* BEGIN RECORDED DATA *

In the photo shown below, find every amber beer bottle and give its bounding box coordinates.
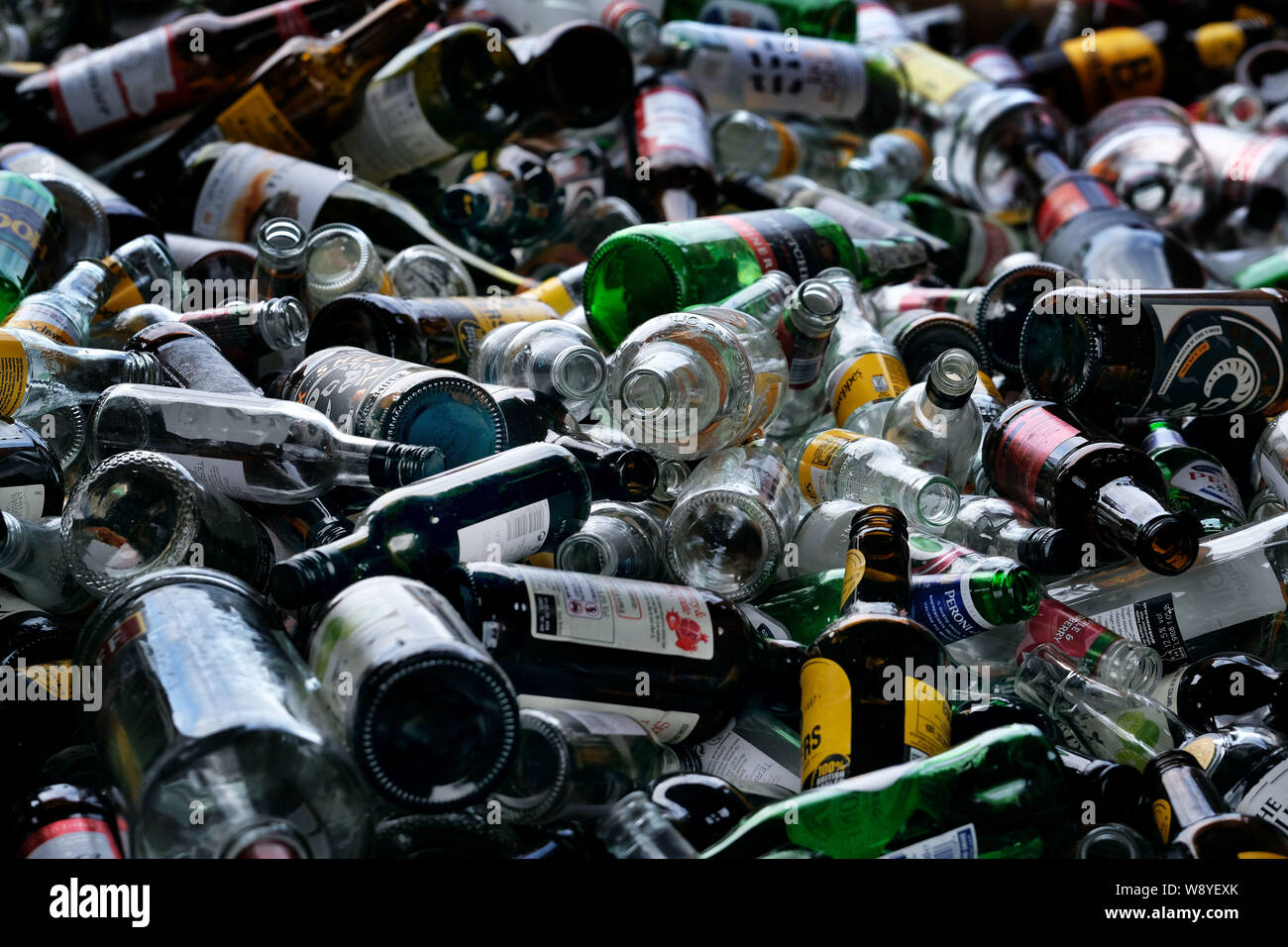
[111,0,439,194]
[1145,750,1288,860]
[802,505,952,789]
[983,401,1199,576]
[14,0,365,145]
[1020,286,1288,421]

* END RECORDED DATA *
* BEGIN RECORDED DATA *

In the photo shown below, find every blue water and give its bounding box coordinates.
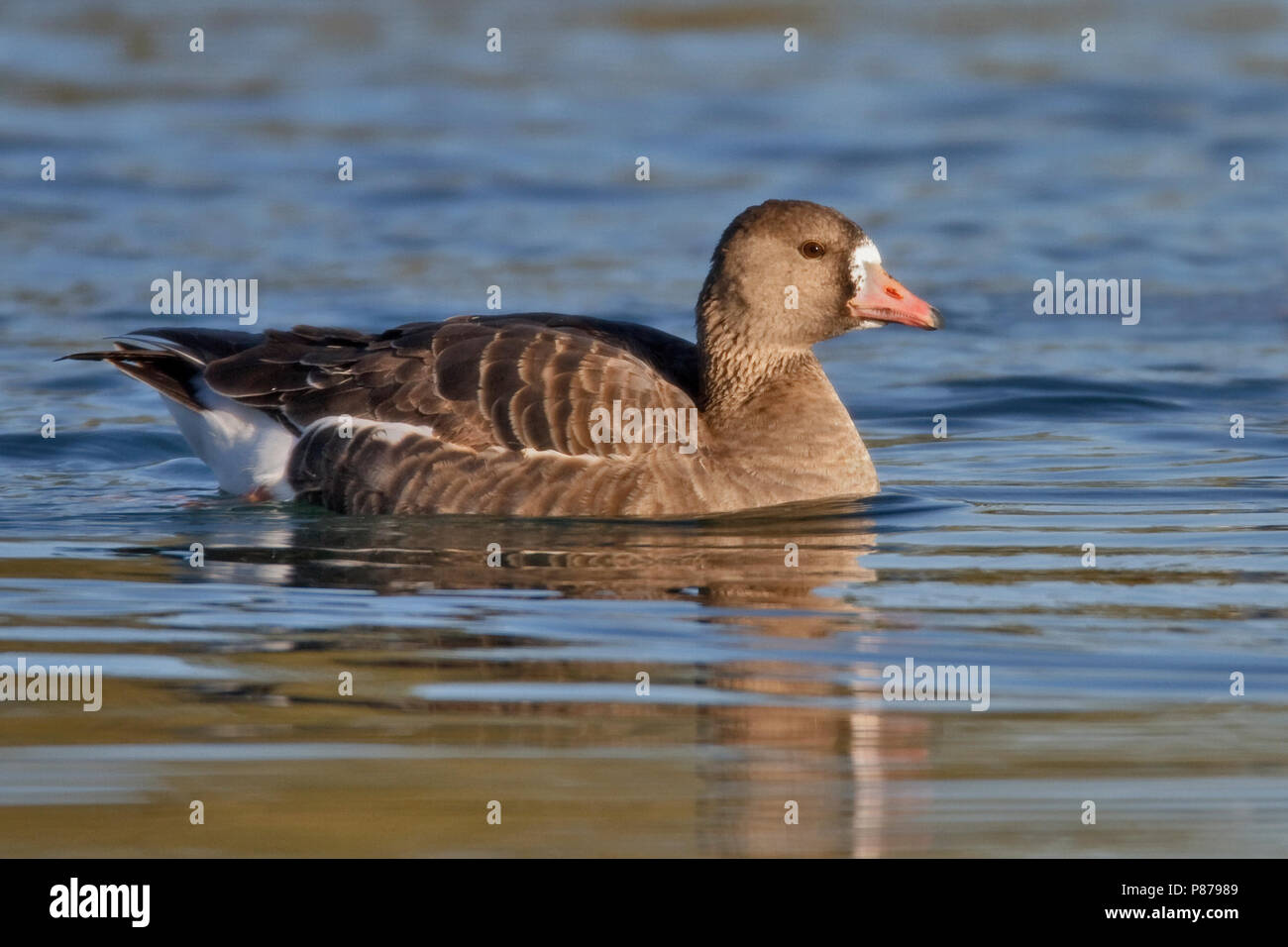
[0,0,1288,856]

* END RECORDED DATA *
* BEGIN RECORDED DATA *

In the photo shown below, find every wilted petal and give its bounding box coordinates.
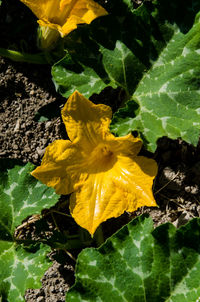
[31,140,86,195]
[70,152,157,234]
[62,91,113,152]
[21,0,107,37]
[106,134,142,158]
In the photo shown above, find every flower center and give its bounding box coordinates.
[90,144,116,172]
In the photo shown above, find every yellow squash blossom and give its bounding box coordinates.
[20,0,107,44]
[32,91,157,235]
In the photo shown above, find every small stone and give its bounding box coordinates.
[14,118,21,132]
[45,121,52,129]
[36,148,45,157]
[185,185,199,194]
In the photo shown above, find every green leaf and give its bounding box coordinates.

* END RECORDED DATA *

EXERCISE INSTRUCTIONS = Update the stretch of material from the line containing "In the photo shown above, find every yellow" through the line containing "In the photo shown above, find every green" by replacing "squash blossom" with "zucchini flower", and leave everything else unchanged.

REPLY =
In the photo shown above, find every yellow zucchini flower and give its bounding box coordinates.
[20,0,107,44]
[32,91,157,235]
In the photo shown above, find every small stone and give its bounding box coordinates.
[14,118,21,132]
[45,121,52,129]
[36,148,45,157]
[185,185,199,194]
In the photo shown above, find every green leaf and give its bounding box coordinates.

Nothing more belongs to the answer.